**Your task**
Copy every line of the records below that holds the word "yellow".

------ Available data

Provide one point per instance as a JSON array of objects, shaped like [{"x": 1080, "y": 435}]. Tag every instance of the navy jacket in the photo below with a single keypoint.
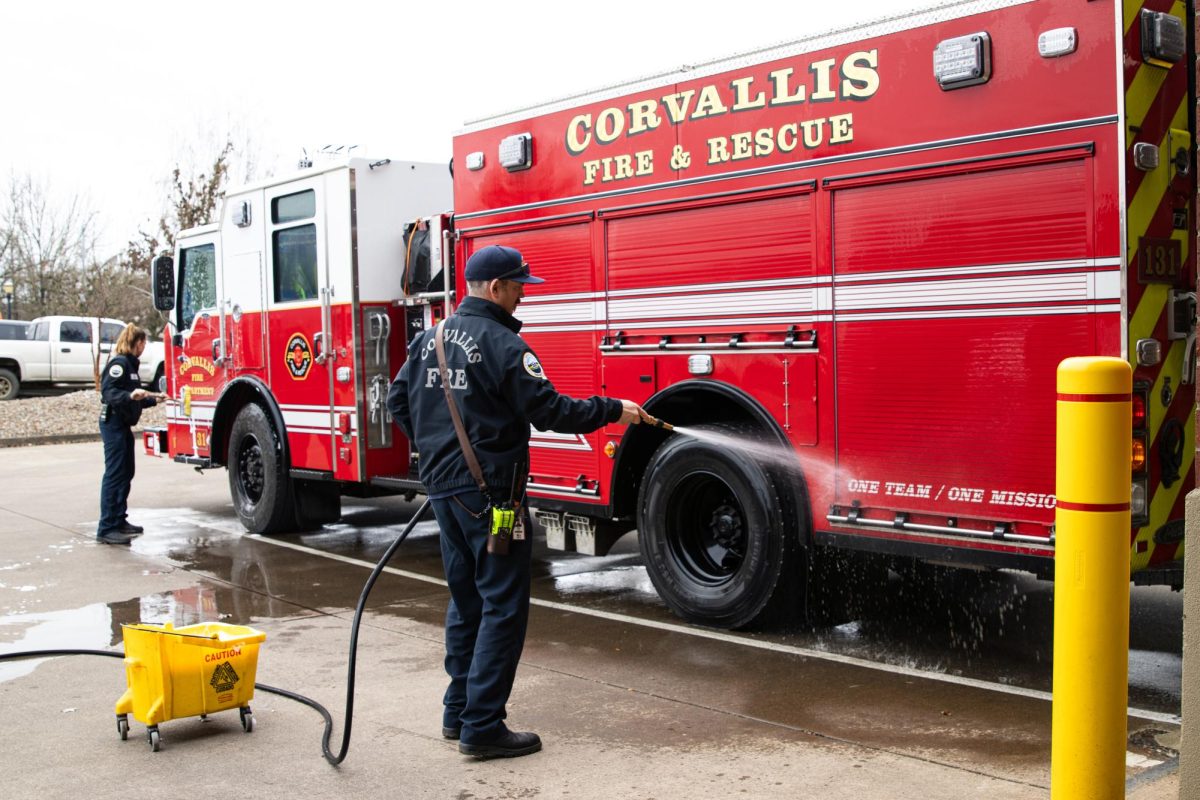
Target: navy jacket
[
  {"x": 501, "y": 390},
  {"x": 119, "y": 379}
]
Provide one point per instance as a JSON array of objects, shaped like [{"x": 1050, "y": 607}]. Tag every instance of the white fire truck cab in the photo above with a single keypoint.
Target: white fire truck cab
[{"x": 288, "y": 320}]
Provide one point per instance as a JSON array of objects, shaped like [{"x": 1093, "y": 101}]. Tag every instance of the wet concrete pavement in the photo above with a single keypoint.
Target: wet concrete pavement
[{"x": 921, "y": 697}]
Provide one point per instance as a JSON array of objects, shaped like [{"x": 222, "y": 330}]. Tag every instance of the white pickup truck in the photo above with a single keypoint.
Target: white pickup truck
[{"x": 63, "y": 350}]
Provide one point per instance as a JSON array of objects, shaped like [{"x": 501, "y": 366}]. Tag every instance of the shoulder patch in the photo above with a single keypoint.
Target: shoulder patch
[{"x": 533, "y": 366}]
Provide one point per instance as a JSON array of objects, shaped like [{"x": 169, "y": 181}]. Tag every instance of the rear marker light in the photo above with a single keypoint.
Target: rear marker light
[
  {"x": 1150, "y": 352},
  {"x": 963, "y": 61},
  {"x": 1138, "y": 456},
  {"x": 1060, "y": 41},
  {"x": 516, "y": 152},
  {"x": 1138, "y": 504},
  {"x": 1139, "y": 411},
  {"x": 1145, "y": 156}
]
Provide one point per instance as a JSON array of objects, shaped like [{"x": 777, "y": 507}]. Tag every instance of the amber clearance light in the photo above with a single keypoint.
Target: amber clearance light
[{"x": 1138, "y": 459}]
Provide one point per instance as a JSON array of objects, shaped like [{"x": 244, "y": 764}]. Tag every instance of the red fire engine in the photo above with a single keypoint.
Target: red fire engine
[{"x": 869, "y": 248}]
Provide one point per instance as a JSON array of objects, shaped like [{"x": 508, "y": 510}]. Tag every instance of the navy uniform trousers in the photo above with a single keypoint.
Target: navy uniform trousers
[
  {"x": 114, "y": 489},
  {"x": 486, "y": 619}
]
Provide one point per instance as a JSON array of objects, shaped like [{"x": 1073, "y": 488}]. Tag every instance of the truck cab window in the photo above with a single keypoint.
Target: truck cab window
[
  {"x": 295, "y": 263},
  {"x": 197, "y": 282},
  {"x": 294, "y": 250},
  {"x": 75, "y": 331}
]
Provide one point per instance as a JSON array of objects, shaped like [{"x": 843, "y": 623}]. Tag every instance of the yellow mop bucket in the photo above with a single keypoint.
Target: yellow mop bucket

------------

**Response**
Provide one point per instance as a JSON array of objects, shaped like [{"x": 843, "y": 623}]. Tag every instance of the yellow mop bucket in the photo above with a single keypoint.
Target: yellow mop bucket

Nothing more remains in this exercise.